• **Trecho citado**:
═══

Rangel Alves da
Costa*
A voz do
silêncio silenciosamente chega. Quase num sussurro, quase num murmúrio, numa
ideia de voz, na imaginação.
Mas também
pode chegar como brado, como ruído, com estridência íntima. Mesmo que não seja
ecoada, seu som é tão compreensível como o desejo que se quer ouvir.
A voz do
silêncio possui muitas vozes e muitas feições. Chega de muitas formas, através
de diversos caminhos, por inusitadas situações.
A qualquer
instante do dia ou da noite, e eis o silêncio se tornando palavra. Uma mudez
que ecoa, um eco com nome, um nome com feição, e uma face dialogando com o
coração.
Leve pluma
é a voz do silêncio. Imperceptível plumagem
que passa pela janela, segue adiante e some de vez com a ventania mais
forte.
A brisa tem
a voz do silêncio. Do jeito que sopra e corta os montes, avança com destino
certeiro e sempre traz um segredo na boca perfumada de jardins distantes.

═══

• **Registros**:

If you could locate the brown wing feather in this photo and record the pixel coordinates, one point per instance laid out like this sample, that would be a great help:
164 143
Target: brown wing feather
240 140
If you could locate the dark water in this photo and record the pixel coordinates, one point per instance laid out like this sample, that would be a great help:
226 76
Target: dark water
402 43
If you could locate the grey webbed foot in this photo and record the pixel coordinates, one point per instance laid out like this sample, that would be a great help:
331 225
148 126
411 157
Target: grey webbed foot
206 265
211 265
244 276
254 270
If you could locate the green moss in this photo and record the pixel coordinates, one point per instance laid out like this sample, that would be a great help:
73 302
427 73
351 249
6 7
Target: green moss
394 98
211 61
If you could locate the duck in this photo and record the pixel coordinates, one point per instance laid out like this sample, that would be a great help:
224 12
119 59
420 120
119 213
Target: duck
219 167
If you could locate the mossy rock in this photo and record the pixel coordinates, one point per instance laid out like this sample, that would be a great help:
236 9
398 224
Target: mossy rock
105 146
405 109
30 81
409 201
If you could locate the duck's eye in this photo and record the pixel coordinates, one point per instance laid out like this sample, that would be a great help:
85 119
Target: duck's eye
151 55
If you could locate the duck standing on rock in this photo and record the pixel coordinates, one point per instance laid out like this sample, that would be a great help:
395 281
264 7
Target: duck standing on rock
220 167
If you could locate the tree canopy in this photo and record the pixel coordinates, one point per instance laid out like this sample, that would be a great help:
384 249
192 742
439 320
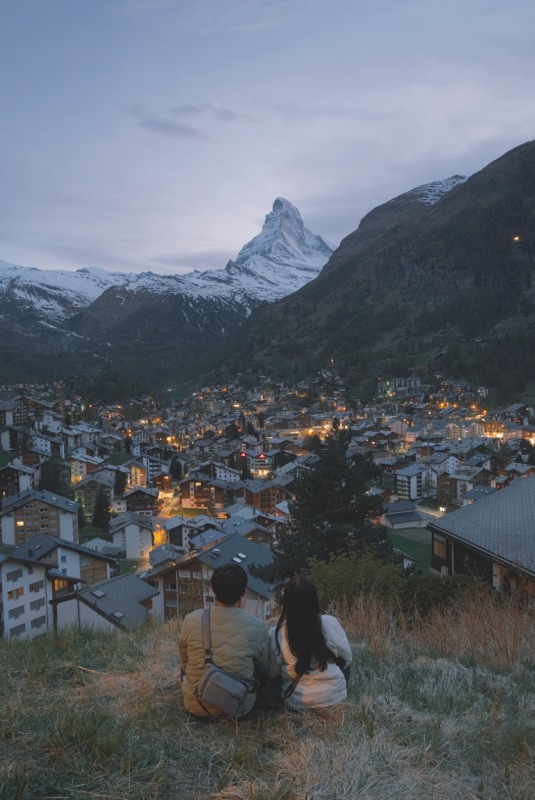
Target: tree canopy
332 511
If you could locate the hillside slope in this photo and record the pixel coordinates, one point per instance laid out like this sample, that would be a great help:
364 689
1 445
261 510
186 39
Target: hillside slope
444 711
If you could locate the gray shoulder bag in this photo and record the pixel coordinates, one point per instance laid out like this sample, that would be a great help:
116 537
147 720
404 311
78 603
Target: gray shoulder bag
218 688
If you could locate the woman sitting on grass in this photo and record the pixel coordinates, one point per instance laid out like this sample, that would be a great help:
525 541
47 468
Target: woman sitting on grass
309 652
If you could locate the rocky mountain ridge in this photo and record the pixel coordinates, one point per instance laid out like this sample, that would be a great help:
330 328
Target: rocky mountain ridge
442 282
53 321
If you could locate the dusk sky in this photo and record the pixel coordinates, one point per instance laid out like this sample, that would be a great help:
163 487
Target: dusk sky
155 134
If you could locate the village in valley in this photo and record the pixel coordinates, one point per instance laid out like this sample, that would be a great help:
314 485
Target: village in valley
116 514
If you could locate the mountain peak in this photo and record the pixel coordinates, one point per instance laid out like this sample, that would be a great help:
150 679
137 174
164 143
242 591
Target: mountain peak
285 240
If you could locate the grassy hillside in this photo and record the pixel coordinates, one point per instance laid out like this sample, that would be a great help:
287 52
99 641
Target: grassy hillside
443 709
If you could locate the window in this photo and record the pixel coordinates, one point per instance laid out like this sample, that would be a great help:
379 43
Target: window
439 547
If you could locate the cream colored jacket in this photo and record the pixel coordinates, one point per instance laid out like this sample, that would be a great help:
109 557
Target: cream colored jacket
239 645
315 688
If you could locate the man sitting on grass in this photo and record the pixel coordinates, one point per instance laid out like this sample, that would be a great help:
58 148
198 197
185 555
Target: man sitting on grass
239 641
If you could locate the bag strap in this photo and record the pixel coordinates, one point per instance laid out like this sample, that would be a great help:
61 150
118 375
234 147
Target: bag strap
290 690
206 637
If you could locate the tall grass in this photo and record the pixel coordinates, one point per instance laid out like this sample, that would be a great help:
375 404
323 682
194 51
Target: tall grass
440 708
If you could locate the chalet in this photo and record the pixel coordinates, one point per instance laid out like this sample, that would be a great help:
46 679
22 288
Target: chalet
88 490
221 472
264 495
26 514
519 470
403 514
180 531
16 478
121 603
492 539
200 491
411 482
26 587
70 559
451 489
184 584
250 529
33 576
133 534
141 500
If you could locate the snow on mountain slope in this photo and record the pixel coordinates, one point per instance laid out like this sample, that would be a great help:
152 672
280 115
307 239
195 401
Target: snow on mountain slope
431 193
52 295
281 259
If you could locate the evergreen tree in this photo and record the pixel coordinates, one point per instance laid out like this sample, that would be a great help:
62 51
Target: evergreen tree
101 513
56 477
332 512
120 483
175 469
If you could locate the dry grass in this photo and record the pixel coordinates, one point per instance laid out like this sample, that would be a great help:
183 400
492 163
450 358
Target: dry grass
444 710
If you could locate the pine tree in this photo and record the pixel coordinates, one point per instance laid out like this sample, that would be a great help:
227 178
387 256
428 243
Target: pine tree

═══

• **Conjunto de tarefas**:
#1 Copie fielmente a parte do trecho citado que abre com as palavras que contêm "Rangel Alves da" e fecha com "se quer ouvir.".
#2 Responda com base no trecho citado:
(a) De que maneiras a voz do silêncio também pode chegar?
(b) Com o que a plumagem some de vez?
(c) O que a brisa sempre traz na boca?
As linhas acima não são necessárias.

• **Respostas às tarefas**:
#1
Rangel Alves da
Costa*
A voz do
silêncio silenciosamente chega. Quase num sussurro, quase num murmúrio, numa
ideia de voz, na imaginação.
Mas também
pode chegar como brado, como ruído, com estridência íntima. Mesmo que não seja
ecoada, seu som é tão compreensível como o desejo que se quer ouvir.

#2
(a) Como brado, como ruído, com estridência íntima.
(b) Com a ventania mais forte.
(c) Um segredo.